Extrait du texte:
--- --- ---
Introduction : Par la complexité de sa nature, par ses contradictions et ses revirements,
par la ligne fluctuante de ses options, tant littéraires qu'idéologiques, Gide serait bien «
un être de dialogue », c'est-à-dire un esprit critique, féru de contestations et ouvert aux
sollicitations extérieures.
Cependant il est aussi un « être d'affirmation ».
Comme tout
grand écrivain, il affirme sa personnalité, mais davantage peut-être que tout autre, il
affirme ses différences, ses particularités, il en est fier et il les revendique.
Gide paraît
donc à la fois sollicité par la critique de soi et le dialogue, et par l'affirmation de soi et le
monologue intérieur.
Que recouvre au juste cette dualité ?
I.
Un être de dialogue.
Son œuvre est un dialogue toujours ouvert ; les problèmes y sont bien posés, dans leur
pour et leur contre, mais ils ne sont jamais réellement résolus.
1.
Tempérament inquiet, Gide oscille perpétuellement entre deux pôles : aventure et
sagesse ; plaisir et sacrifice.
Ces tiraillements douloureux, il les incarne dans les
personnages de ses romans.
L'héroïne de La Porte Etroite, Alissa, refuse le bonheur
terrestre et choisit la voie du renoncement tandis que Michel, L'Immoraliste, sacrifie tout
à son plaisir.
--- --- ---
Données fournies:
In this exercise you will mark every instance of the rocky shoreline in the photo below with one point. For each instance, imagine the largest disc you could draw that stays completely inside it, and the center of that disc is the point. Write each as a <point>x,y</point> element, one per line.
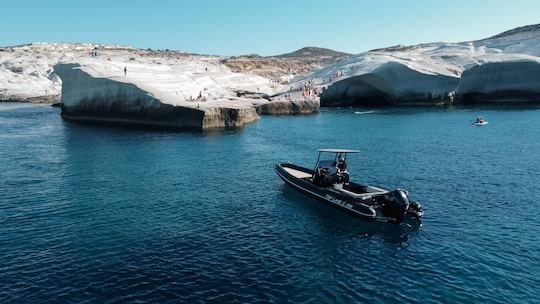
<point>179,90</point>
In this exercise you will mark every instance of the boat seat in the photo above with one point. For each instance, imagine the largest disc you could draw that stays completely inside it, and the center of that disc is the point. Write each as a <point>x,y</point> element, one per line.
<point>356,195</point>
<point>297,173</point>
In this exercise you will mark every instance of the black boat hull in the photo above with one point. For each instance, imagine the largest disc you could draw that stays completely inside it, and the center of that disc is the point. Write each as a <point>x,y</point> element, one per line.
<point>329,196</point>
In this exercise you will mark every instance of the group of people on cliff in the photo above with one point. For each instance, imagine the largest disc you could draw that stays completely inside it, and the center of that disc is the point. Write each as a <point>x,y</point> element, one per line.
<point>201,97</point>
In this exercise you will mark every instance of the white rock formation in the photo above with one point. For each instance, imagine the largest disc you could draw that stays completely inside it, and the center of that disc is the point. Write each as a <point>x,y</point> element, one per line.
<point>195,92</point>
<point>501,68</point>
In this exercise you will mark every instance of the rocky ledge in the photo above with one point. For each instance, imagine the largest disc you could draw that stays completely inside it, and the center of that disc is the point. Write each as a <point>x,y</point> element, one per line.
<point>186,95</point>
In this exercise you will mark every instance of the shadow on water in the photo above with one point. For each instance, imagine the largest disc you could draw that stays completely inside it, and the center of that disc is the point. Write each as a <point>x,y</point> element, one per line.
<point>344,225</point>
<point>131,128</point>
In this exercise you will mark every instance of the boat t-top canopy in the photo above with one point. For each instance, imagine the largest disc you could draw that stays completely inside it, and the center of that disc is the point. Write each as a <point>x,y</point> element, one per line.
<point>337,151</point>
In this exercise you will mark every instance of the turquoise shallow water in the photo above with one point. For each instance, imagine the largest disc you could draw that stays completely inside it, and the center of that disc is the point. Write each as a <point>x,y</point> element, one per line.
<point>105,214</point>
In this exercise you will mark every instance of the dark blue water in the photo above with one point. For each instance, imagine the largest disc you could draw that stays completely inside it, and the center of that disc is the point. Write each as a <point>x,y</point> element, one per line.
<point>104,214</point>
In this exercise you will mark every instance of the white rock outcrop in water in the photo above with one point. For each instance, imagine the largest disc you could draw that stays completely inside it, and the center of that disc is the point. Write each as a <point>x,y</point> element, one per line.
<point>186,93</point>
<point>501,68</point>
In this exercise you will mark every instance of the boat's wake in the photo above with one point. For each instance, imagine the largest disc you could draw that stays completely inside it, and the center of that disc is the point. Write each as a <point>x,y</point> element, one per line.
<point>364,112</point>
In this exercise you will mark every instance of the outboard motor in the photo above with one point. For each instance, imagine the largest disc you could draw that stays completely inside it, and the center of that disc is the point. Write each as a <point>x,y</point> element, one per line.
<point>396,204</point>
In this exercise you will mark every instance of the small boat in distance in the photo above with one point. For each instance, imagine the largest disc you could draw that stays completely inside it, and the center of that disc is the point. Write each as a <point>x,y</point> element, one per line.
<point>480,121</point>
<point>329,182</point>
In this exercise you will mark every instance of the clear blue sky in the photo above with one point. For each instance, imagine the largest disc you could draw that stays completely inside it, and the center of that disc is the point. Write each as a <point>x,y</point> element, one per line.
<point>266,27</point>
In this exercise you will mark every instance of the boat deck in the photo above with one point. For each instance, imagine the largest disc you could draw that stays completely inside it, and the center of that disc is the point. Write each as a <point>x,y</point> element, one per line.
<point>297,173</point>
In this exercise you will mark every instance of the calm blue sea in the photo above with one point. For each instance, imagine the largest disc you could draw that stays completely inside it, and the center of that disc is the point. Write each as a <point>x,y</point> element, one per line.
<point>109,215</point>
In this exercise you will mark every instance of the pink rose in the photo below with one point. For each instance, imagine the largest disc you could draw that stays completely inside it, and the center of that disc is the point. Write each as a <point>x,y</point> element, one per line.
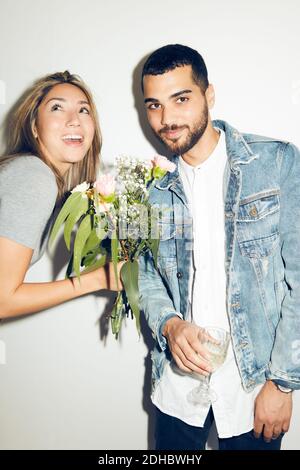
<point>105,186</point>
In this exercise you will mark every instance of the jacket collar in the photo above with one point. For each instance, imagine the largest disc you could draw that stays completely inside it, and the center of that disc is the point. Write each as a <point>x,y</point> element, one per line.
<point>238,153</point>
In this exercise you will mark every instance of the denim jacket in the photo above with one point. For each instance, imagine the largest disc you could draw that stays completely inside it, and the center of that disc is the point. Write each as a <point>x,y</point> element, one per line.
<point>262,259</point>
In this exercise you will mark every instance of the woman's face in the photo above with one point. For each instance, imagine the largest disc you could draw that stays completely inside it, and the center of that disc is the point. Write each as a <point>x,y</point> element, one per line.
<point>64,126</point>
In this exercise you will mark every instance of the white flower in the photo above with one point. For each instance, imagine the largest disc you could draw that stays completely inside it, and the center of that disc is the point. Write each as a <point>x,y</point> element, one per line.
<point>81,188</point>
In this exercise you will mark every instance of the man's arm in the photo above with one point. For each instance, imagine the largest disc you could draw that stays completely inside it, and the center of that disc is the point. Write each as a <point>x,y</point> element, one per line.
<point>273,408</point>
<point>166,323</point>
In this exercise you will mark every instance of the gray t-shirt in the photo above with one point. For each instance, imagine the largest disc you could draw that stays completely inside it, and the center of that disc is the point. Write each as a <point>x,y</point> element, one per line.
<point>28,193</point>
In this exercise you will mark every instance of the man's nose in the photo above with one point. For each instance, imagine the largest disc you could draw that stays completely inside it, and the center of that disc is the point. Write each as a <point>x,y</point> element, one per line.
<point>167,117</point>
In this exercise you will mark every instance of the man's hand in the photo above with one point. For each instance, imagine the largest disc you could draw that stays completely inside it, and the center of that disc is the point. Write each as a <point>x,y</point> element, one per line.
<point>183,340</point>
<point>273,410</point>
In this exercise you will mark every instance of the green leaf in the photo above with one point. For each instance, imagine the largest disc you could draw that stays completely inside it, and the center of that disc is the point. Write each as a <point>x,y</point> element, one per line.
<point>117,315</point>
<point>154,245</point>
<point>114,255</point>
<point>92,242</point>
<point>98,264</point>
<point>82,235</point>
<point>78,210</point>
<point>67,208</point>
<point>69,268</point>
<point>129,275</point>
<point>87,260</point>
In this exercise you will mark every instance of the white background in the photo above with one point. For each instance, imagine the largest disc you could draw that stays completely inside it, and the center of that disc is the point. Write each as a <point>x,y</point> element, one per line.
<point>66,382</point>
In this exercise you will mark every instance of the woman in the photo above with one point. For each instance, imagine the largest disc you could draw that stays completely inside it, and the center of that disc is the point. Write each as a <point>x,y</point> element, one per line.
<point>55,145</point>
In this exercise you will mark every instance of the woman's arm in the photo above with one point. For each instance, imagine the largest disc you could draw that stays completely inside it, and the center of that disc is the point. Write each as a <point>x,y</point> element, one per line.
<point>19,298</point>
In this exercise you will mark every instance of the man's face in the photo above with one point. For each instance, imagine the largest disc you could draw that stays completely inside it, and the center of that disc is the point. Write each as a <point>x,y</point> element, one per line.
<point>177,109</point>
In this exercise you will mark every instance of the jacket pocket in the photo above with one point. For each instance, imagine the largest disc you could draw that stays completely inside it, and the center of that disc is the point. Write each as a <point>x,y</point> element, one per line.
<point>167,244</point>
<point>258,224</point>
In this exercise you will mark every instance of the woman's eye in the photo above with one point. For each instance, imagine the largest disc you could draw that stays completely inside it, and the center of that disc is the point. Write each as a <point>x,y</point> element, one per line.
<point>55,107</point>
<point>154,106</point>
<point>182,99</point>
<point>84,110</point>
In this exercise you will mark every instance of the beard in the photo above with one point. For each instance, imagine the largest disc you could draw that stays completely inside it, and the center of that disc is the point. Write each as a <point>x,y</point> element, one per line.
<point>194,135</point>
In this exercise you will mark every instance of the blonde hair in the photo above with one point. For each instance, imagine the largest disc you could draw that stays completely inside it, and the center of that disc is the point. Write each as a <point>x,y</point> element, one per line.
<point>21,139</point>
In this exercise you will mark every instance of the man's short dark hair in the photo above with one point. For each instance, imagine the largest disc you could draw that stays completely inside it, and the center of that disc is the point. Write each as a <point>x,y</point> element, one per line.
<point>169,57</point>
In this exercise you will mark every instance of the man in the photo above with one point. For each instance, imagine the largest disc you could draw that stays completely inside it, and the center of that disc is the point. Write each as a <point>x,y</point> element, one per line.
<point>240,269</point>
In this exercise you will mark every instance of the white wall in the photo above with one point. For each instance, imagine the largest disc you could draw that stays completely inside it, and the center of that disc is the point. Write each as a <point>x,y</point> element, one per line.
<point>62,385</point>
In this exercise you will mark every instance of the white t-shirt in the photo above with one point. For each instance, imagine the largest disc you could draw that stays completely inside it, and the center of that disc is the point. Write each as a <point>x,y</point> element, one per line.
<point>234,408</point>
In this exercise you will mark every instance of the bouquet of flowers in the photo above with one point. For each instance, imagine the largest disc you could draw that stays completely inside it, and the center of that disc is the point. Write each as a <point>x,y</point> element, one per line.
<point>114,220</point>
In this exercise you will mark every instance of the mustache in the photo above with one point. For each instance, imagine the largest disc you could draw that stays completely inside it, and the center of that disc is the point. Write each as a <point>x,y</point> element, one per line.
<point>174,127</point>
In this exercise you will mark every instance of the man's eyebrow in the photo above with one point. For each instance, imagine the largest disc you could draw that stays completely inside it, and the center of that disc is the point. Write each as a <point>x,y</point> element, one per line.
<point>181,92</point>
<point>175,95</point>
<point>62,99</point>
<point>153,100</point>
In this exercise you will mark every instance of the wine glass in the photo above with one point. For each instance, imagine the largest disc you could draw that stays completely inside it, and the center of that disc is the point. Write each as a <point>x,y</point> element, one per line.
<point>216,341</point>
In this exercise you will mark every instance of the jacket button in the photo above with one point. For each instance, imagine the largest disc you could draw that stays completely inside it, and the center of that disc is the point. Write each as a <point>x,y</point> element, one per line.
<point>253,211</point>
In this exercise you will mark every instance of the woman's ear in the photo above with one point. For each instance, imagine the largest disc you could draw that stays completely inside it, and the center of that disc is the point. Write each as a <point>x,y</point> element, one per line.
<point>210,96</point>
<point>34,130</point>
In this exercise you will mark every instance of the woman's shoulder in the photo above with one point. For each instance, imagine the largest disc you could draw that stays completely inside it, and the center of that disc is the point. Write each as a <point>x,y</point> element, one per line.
--- --- ---
Consigne 1: Relevez les termes qui désignent, dans le texte sur Gide, les pôles entre lesquels son tempérament oscille.
Consigne 2: D'après le texte sur Gide, quelle voie choisit Alissa, l'héroïne de La Porte Etroite ?
Consigne 3: Poursuivez le texte sur Gide à la suite de sa dernière phrase.

Réponse attendue 1: aventure, sagesse, plaisir, sacrifice

Réponse attendue 2: Elle refuse le bonheur terrestre et choisit la voie du renoncement.

Réponse attendue 3:
L'anarchiste Lafcadio bafoue les lois de la société dans Les Caves du
Vatican, tandis que le héros de La Symphonie Pastorale, homme d'église scrupuleux et
grave, lutte avec désespoir contre ses tentations.
Ces personnages contradictoires ne
sont que le reflet des sollicitations opposées auxquelles était soumise la conscience de
l'écrivain.
Dès 1909 il notait : « On ne retracera pas aisément la courbe de ma vie
morale.
» Protestant de formation, toute son œuvre et toute sa vie sont une tentative
pour se libérer des contraintes de la religion et de la morale qui en découle.
L'émancipation ne se fit pas facilement, et une inquiétude quasi métaphysique n'a jamais
cessé de l'habiter.
L'oscillation de sa pensée morale, ses désirs et ses remords, ont une
exacte correspondance dans le cheminement de l'œuvre, si diverse et si changeante.
2.
Gide proclamait en 1924: «Chacun de mes livres se retourne contre les amateurs du
précédent.
» La première œuvre, Les Cahiers d'André Walter (1891), révèle des
préoccupations symbolistes, et n'est pas tout à fait libérée d'un lyrisme adolescent, bien
souvent romantique.
Le Traité du Narcisse et Le Voyage d'Urien conjuguent également
hermétisme et symbolisme, sous l'influence de Paul Valéry et de Mallarmé.
Après un
séjour révélateur en Tunisie (1893), il dénonce le factice du monde., littéraire qu'il a
connu; dans Paludes, et, avec Les Nourritures Terrestres, il tente de « faire toucher terre
à la littérature ».
L'apologie du désir, l'exaltation de la chair, justifient cette œuvre
cruciale dans laquelle on a souvent enfermé Gide.
Atteignant un certain réalisme
sensualiste, il renonce à l'hermétisme et corrige partiellement son romantisme initial par
une rigueur formelle, toute classique, à laquelle il restera, malgré tout, fidèle.
La plupart
de ses œuvres sont encore autobiographiques.
Pourtant il saura passer peu à peu d'un
pur narcissisme à un altruisme actif.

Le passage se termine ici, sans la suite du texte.